Task to carry out: Reproduce everything below from the line containing "of the water" down to the end of the records, requests included, shifting each point coordinate in the answers by -40. Leave the pictures out.

Exercise material:
-------

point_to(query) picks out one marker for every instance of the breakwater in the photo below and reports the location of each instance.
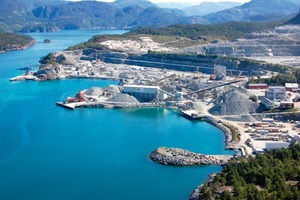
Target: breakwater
(181, 157)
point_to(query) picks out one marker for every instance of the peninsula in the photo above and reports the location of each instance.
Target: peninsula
(253, 101)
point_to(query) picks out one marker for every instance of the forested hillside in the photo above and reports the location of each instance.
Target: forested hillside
(274, 175)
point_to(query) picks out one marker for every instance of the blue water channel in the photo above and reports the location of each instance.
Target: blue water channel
(51, 153)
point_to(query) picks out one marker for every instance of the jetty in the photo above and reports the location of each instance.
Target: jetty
(192, 114)
(181, 157)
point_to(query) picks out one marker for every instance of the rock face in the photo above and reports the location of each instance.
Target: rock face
(180, 157)
(256, 10)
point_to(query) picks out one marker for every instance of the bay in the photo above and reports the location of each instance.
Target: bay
(47, 152)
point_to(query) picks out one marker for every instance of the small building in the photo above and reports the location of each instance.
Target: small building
(269, 120)
(269, 104)
(275, 92)
(257, 86)
(276, 145)
(286, 104)
(292, 87)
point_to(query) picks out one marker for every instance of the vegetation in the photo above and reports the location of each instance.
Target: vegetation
(280, 79)
(253, 98)
(232, 30)
(10, 41)
(234, 132)
(274, 175)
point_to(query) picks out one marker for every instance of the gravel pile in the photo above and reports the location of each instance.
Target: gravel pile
(235, 102)
(243, 118)
(94, 91)
(112, 88)
(130, 75)
(124, 98)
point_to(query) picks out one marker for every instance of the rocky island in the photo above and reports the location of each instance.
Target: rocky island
(181, 157)
(13, 42)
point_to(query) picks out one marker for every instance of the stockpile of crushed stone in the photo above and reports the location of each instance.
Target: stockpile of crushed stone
(125, 98)
(235, 102)
(112, 88)
(243, 118)
(94, 91)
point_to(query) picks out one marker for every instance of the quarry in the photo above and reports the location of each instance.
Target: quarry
(214, 89)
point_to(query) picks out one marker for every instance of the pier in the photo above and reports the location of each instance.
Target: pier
(192, 114)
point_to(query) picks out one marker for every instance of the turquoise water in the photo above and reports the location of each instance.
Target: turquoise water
(47, 152)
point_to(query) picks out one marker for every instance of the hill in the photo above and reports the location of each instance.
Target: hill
(256, 10)
(209, 7)
(229, 31)
(127, 3)
(274, 175)
(10, 42)
(295, 20)
(93, 14)
(53, 15)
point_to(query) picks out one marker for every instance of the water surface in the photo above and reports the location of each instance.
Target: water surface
(47, 152)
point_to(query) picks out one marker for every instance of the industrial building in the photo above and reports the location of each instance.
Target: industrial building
(257, 86)
(292, 87)
(276, 92)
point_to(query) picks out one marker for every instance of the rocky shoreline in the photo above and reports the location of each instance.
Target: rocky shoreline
(181, 157)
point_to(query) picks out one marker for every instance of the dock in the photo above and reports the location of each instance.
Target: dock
(192, 114)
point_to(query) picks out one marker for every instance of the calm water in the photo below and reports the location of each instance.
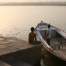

-------

Reply to the exercise:
point_to(query) picks out one marker for every instance of the water surface in the photo above and reports the location of each instance.
Target: water surface
(7, 112)
point_to(query) picks out one marker for every instance of the industrial building in the photo above and reports the location of each instance.
Target: industrial building
(217, 46)
(252, 47)
(236, 52)
point_to(query) picks out one marker for every instance of the rocky shoreline in the photo above and reports the location of each instance.
Target: rocky shoreline
(141, 117)
point_to(query) picks out one marker for every instance of the dock in the photo above and reports the location of each instance.
Target: dock
(152, 74)
point_to(query) picks out one marker for every instance of the calm water in the photo below and reports the location of each instance.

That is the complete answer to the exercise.